▶ **Source information**:
━━━━━━━━━━━━━━━━━━━━
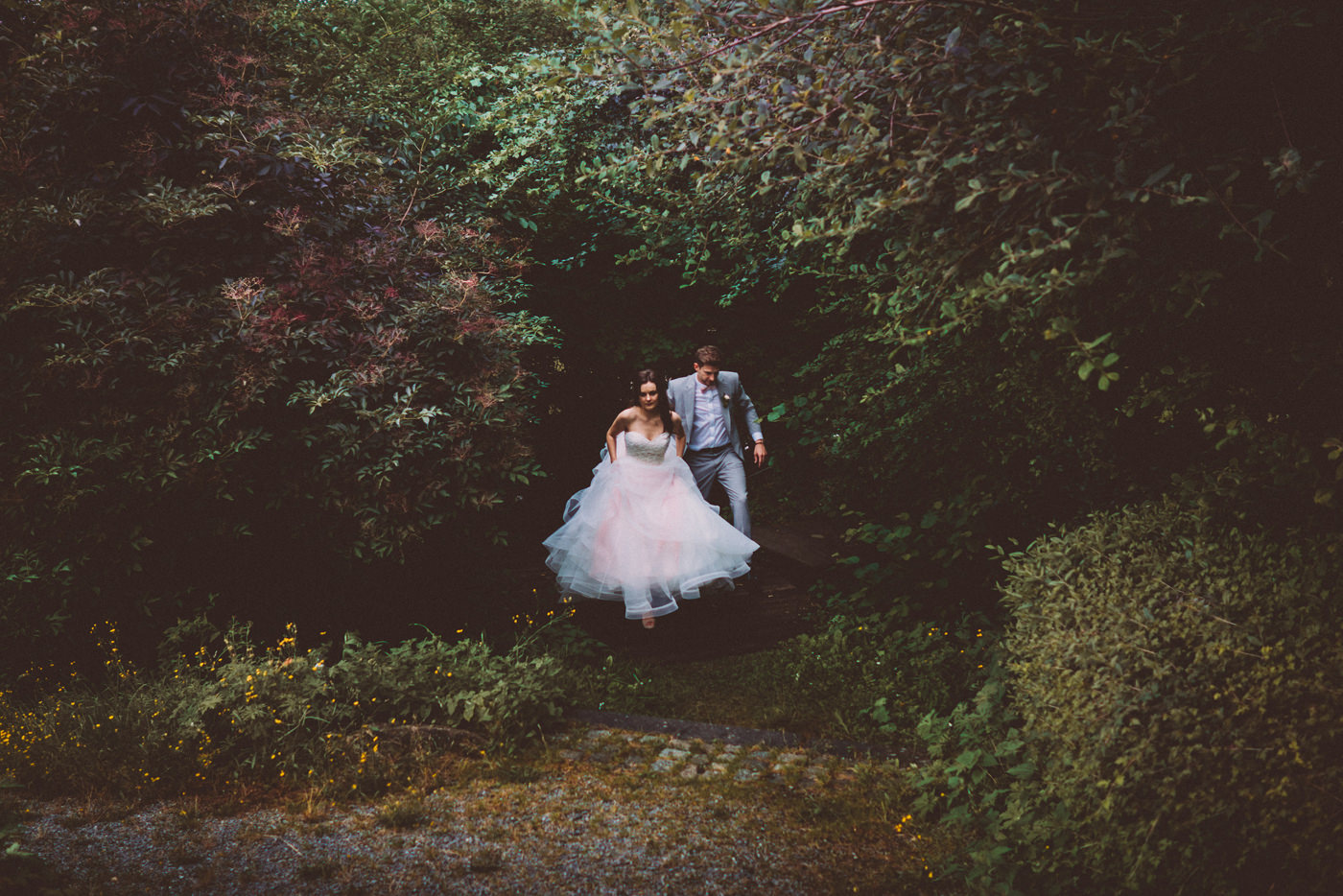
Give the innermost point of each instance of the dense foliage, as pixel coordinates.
(224, 710)
(224, 318)
(1051, 246)
(1174, 718)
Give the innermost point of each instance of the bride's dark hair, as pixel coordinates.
(664, 407)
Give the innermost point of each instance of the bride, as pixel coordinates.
(641, 532)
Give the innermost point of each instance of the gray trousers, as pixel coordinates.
(725, 466)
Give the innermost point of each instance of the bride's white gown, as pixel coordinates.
(642, 533)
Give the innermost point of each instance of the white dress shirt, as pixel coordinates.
(711, 429)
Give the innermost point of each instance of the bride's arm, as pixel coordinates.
(622, 422)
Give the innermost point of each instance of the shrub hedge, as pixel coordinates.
(1171, 715)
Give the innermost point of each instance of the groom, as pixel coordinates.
(709, 403)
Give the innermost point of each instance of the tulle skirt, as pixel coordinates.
(642, 533)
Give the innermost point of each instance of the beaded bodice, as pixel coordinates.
(647, 450)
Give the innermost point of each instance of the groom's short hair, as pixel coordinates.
(708, 355)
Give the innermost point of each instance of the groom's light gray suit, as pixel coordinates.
(719, 462)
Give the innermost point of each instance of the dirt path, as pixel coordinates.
(600, 811)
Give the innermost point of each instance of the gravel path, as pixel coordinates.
(601, 812)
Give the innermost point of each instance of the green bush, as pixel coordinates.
(224, 319)
(232, 712)
(1174, 721)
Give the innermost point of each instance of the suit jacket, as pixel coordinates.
(742, 419)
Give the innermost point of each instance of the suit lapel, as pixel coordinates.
(687, 407)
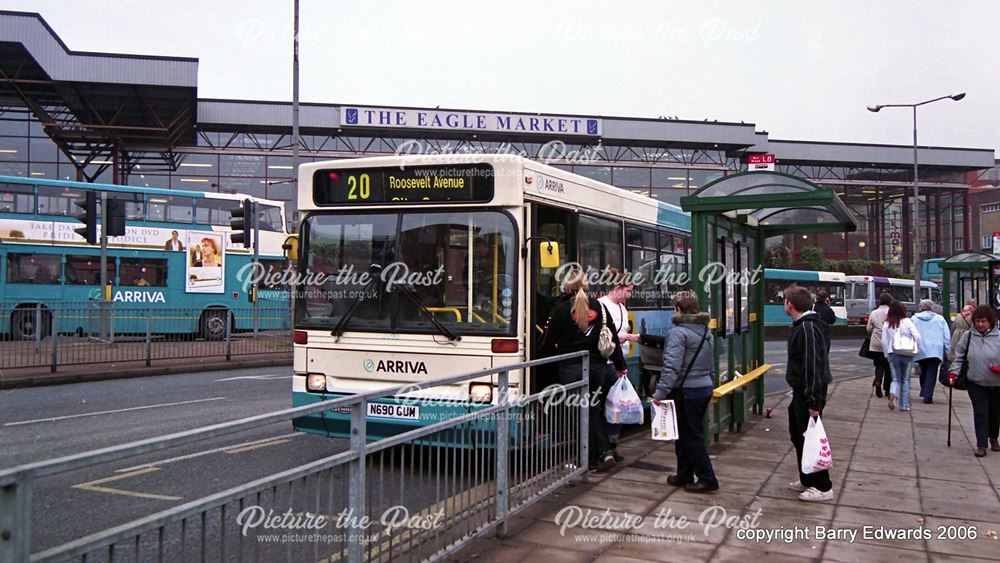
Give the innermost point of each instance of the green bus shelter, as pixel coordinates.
(731, 218)
(970, 275)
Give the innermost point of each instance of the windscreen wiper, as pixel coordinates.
(338, 330)
(408, 292)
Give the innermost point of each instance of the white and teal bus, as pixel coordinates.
(175, 255)
(864, 291)
(415, 268)
(777, 280)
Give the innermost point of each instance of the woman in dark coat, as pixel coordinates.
(575, 325)
(688, 356)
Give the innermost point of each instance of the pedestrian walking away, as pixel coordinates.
(934, 346)
(883, 379)
(898, 330)
(575, 325)
(614, 302)
(808, 374)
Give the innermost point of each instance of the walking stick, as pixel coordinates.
(950, 389)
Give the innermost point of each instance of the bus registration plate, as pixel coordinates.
(383, 410)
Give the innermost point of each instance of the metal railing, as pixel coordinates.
(89, 333)
(457, 479)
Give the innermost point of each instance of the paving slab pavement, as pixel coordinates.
(901, 494)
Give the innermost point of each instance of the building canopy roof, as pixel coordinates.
(969, 261)
(774, 202)
(90, 104)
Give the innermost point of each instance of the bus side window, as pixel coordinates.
(33, 268)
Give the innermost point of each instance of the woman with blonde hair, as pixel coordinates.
(210, 256)
(575, 325)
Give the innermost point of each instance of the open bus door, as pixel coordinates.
(556, 226)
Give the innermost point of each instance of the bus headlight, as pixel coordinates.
(481, 392)
(316, 382)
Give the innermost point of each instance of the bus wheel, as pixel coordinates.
(24, 320)
(213, 324)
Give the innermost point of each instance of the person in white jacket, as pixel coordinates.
(900, 363)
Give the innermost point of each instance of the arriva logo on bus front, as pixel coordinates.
(131, 296)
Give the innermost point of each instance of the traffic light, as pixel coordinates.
━━━━━━━━━━━━━━━━━━━━
▶ **Exercise description**: All lines from the line containing "Give the innermost point of each instance of the bus side" through the end of the listing above are to be duplicated exactly; include both ends and nothing further.

▶ **Result of the task**:
Give the innermost point of each instance of the bus side window, as pixel coordinates.
(33, 268)
Give the innermost point of each instance of the woman with blonde hair, as pixel coordinates.
(210, 256)
(575, 325)
Give the innermost point of each instance of the open bus door, as pixel coordinates.
(556, 226)
Give the innermost point of each instance of the bus headlight, as pixel coordinates.
(481, 392)
(316, 382)
Give the innermost point of each instance of the bus wheel, as pixel coordinates.
(24, 320)
(213, 324)
Give the innermost point of each instance of the person in white jacket, as pixel coordinates.
(900, 363)
Give the innermost point of each instance of the arriva logo on bus front, as pixel coordinates.
(131, 296)
Give the innermost point of each instance of the traffic light, as pixel coordinates.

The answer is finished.